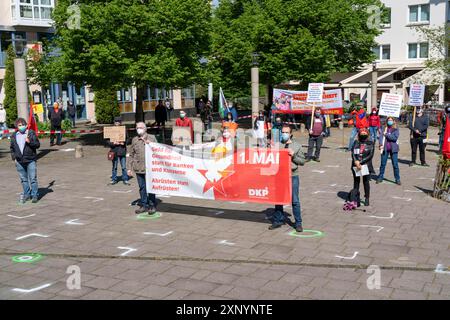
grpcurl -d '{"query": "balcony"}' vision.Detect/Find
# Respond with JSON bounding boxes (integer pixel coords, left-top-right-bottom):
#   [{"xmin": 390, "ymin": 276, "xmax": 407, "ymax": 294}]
[{"xmin": 11, "ymin": 0, "xmax": 55, "ymax": 28}]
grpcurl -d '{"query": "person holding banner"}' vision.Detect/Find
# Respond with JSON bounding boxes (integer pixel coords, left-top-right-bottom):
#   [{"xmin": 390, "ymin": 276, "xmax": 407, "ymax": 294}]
[
  {"xmin": 10, "ymin": 118, "xmax": 41, "ymax": 204},
  {"xmin": 127, "ymin": 122, "xmax": 157, "ymax": 214},
  {"xmin": 269, "ymin": 125, "xmax": 305, "ymax": 232},
  {"xmin": 408, "ymin": 107, "xmax": 430, "ymax": 167},
  {"xmin": 377, "ymin": 117, "xmax": 401, "ymax": 186},
  {"xmin": 351, "ymin": 128, "xmax": 374, "ymax": 206}
]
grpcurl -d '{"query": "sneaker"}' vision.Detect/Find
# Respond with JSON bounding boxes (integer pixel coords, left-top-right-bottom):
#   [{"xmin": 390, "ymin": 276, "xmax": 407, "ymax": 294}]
[
  {"xmin": 134, "ymin": 207, "xmax": 147, "ymax": 214},
  {"xmin": 269, "ymin": 223, "xmax": 283, "ymax": 230}
]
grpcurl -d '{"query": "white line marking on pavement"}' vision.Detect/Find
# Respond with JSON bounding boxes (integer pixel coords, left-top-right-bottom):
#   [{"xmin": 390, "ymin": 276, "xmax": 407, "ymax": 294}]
[
  {"xmin": 392, "ymin": 196, "xmax": 412, "ymax": 202},
  {"xmin": 144, "ymin": 231, "xmax": 173, "ymax": 237},
  {"xmin": 434, "ymin": 264, "xmax": 450, "ymax": 274},
  {"xmin": 117, "ymin": 247, "xmax": 137, "ymax": 256},
  {"xmin": 335, "ymin": 251, "xmax": 359, "ymax": 260},
  {"xmin": 8, "ymin": 213, "xmax": 36, "ymax": 219},
  {"xmin": 113, "ymin": 190, "xmax": 133, "ymax": 193},
  {"xmin": 360, "ymin": 224, "xmax": 384, "ymax": 232},
  {"xmin": 16, "ymin": 233, "xmax": 49, "ymax": 240},
  {"xmin": 84, "ymin": 197, "xmax": 104, "ymax": 202},
  {"xmin": 219, "ymin": 240, "xmax": 236, "ymax": 246},
  {"xmin": 64, "ymin": 219, "xmax": 84, "ymax": 226},
  {"xmin": 370, "ymin": 212, "xmax": 394, "ymax": 219},
  {"xmin": 12, "ymin": 283, "xmax": 52, "ymax": 293}
]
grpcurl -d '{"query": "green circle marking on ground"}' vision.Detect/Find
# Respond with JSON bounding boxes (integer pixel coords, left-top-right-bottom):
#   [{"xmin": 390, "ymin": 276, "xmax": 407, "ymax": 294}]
[
  {"xmin": 11, "ymin": 253, "xmax": 44, "ymax": 263},
  {"xmin": 289, "ymin": 229, "xmax": 325, "ymax": 238},
  {"xmin": 137, "ymin": 212, "xmax": 161, "ymax": 220}
]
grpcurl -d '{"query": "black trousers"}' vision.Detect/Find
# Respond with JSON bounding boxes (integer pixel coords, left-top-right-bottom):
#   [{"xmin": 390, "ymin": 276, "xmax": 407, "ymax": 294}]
[
  {"xmin": 410, "ymin": 137, "xmax": 427, "ymax": 164},
  {"xmin": 352, "ymin": 167, "xmax": 370, "ymax": 199},
  {"xmin": 306, "ymin": 136, "xmax": 323, "ymax": 159}
]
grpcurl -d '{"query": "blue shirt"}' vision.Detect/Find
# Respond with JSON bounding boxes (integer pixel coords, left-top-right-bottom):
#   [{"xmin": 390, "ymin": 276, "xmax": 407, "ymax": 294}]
[{"xmin": 16, "ymin": 132, "xmax": 27, "ymax": 154}]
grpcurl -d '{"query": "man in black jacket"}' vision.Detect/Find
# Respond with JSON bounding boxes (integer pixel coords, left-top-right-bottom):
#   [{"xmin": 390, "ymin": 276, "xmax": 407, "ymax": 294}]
[
  {"xmin": 408, "ymin": 108, "xmax": 430, "ymax": 167},
  {"xmin": 10, "ymin": 118, "xmax": 41, "ymax": 204}
]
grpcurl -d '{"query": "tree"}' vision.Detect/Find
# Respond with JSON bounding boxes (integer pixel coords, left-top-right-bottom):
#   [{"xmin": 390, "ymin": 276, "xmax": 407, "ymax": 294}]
[
  {"xmin": 3, "ymin": 45, "xmax": 17, "ymax": 127},
  {"xmin": 53, "ymin": 0, "xmax": 211, "ymax": 121},
  {"xmin": 210, "ymin": 0, "xmax": 383, "ymax": 96},
  {"xmin": 94, "ymin": 88, "xmax": 120, "ymax": 123}
]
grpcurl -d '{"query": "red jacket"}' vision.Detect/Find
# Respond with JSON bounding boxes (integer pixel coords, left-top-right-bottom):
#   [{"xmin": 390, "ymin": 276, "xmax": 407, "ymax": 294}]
[
  {"xmin": 369, "ymin": 114, "xmax": 381, "ymax": 128},
  {"xmin": 175, "ymin": 117, "xmax": 194, "ymax": 142}
]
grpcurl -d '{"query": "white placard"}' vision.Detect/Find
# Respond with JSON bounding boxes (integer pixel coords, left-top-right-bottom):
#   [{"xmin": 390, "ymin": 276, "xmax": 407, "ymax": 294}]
[
  {"xmin": 409, "ymin": 84, "xmax": 425, "ymax": 107},
  {"xmin": 378, "ymin": 93, "xmax": 403, "ymax": 118},
  {"xmin": 306, "ymin": 83, "xmax": 323, "ymax": 103}
]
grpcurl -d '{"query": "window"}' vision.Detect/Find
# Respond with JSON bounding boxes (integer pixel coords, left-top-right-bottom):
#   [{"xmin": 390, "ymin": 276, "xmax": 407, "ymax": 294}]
[
  {"xmin": 409, "ymin": 4, "xmax": 430, "ymax": 22},
  {"xmin": 372, "ymin": 44, "xmax": 391, "ymax": 60},
  {"xmin": 408, "ymin": 42, "xmax": 428, "ymax": 59}
]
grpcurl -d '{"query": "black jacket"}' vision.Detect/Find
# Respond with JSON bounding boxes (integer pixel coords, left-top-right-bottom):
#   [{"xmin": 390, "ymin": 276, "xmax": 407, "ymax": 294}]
[
  {"xmin": 10, "ymin": 130, "xmax": 41, "ymax": 164},
  {"xmin": 352, "ymin": 139, "xmax": 375, "ymax": 166},
  {"xmin": 48, "ymin": 108, "xmax": 64, "ymax": 127}
]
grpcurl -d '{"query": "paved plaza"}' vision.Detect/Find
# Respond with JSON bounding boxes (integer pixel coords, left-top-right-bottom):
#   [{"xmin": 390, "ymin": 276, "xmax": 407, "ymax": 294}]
[{"xmin": 0, "ymin": 128, "xmax": 450, "ymax": 299}]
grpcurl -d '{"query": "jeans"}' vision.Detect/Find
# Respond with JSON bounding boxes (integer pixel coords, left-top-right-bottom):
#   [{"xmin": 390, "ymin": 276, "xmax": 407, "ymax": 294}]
[
  {"xmin": 348, "ymin": 127, "xmax": 358, "ymax": 150},
  {"xmin": 410, "ymin": 137, "xmax": 426, "ymax": 164},
  {"xmin": 378, "ymin": 151, "xmax": 400, "ymax": 182},
  {"xmin": 273, "ymin": 176, "xmax": 302, "ymax": 228},
  {"xmin": 50, "ymin": 126, "xmax": 62, "ymax": 145},
  {"xmin": 16, "ymin": 161, "xmax": 39, "ymax": 198},
  {"xmin": 111, "ymin": 156, "xmax": 128, "ymax": 181},
  {"xmin": 306, "ymin": 136, "xmax": 323, "ymax": 159},
  {"xmin": 136, "ymin": 173, "xmax": 156, "ymax": 209},
  {"xmin": 369, "ymin": 127, "xmax": 378, "ymax": 144}
]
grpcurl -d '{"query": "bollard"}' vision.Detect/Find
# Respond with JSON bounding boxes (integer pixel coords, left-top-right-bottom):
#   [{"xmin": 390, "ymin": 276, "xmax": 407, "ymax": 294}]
[{"xmin": 75, "ymin": 144, "xmax": 84, "ymax": 159}]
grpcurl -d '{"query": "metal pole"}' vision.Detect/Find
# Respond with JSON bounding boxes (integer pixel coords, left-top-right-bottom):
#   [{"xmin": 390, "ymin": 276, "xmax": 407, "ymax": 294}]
[
  {"xmin": 14, "ymin": 58, "xmax": 29, "ymax": 121},
  {"xmin": 252, "ymin": 67, "xmax": 259, "ymax": 115}
]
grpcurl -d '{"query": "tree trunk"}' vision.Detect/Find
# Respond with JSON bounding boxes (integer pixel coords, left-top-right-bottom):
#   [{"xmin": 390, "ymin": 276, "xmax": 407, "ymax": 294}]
[{"xmin": 134, "ymin": 87, "xmax": 145, "ymax": 122}]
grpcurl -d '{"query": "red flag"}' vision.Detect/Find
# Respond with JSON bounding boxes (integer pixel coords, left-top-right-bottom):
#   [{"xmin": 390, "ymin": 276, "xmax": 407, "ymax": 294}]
[{"xmin": 27, "ymin": 103, "xmax": 38, "ymax": 133}]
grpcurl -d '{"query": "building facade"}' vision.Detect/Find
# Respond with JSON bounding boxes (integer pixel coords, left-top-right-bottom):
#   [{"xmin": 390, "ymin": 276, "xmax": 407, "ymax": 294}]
[
  {"xmin": 325, "ymin": 0, "xmax": 450, "ymax": 106},
  {"xmin": 0, "ymin": 0, "xmax": 195, "ymax": 122}
]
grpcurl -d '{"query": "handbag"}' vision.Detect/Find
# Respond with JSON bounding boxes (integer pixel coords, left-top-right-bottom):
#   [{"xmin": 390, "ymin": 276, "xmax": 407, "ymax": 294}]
[{"xmin": 108, "ymin": 151, "xmax": 116, "ymax": 161}]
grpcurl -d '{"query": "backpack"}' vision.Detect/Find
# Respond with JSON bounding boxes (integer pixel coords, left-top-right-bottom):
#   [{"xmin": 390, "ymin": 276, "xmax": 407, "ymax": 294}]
[{"xmin": 342, "ymin": 189, "xmax": 361, "ymax": 211}]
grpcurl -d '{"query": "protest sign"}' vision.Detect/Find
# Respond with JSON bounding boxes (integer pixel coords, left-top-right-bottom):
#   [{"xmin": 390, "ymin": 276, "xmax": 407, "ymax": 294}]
[
  {"xmin": 103, "ymin": 126, "xmax": 126, "ymax": 142},
  {"xmin": 409, "ymin": 84, "xmax": 425, "ymax": 107},
  {"xmin": 273, "ymin": 89, "xmax": 344, "ymax": 114},
  {"xmin": 306, "ymin": 83, "xmax": 323, "ymax": 103},
  {"xmin": 378, "ymin": 93, "xmax": 403, "ymax": 118},
  {"xmin": 145, "ymin": 143, "xmax": 292, "ymax": 204}
]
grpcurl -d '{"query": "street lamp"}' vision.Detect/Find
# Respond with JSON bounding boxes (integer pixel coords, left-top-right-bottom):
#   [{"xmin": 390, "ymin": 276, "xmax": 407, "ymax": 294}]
[{"xmin": 251, "ymin": 52, "xmax": 259, "ymax": 117}]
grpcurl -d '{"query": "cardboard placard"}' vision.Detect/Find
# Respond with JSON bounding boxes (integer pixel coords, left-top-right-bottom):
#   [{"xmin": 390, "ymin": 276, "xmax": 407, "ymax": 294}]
[{"xmin": 103, "ymin": 126, "xmax": 126, "ymax": 142}]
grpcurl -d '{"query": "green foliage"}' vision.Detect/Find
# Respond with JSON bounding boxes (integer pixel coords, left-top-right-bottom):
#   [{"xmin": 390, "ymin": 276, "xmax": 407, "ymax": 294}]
[
  {"xmin": 3, "ymin": 45, "xmax": 17, "ymax": 127},
  {"xmin": 94, "ymin": 89, "xmax": 120, "ymax": 123},
  {"xmin": 210, "ymin": 0, "xmax": 382, "ymax": 96}
]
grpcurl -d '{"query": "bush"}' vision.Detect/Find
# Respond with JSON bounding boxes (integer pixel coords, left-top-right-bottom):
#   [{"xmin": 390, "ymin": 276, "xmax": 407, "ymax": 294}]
[{"xmin": 94, "ymin": 89, "xmax": 120, "ymax": 124}]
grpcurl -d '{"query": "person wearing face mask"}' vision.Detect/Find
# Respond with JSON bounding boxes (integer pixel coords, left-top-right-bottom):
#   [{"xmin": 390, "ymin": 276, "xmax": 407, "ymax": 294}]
[
  {"xmin": 306, "ymin": 108, "xmax": 326, "ymax": 162},
  {"xmin": 127, "ymin": 122, "xmax": 157, "ymax": 214},
  {"xmin": 269, "ymin": 125, "xmax": 305, "ymax": 232},
  {"xmin": 351, "ymin": 128, "xmax": 374, "ymax": 206},
  {"xmin": 10, "ymin": 118, "xmax": 41, "ymax": 204},
  {"xmin": 369, "ymin": 108, "xmax": 381, "ymax": 143},
  {"xmin": 0, "ymin": 103, "xmax": 9, "ymax": 140},
  {"xmin": 377, "ymin": 117, "xmax": 401, "ymax": 185},
  {"xmin": 408, "ymin": 108, "xmax": 430, "ymax": 167},
  {"xmin": 175, "ymin": 109, "xmax": 193, "ymax": 143},
  {"xmin": 48, "ymin": 102, "xmax": 64, "ymax": 146}
]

========

> [WHAT THE TASK REQUIRES] Pick out each line in the entries above that contains the word "marking", and copy those lines.

> [PROBLEM SOLUTION]
grpcurl -d '{"query": "white line marking on pavement"}' vision.Detect/Find
grpcurl -d '{"query": "green circle marking on ground"}' vision.Detect/Find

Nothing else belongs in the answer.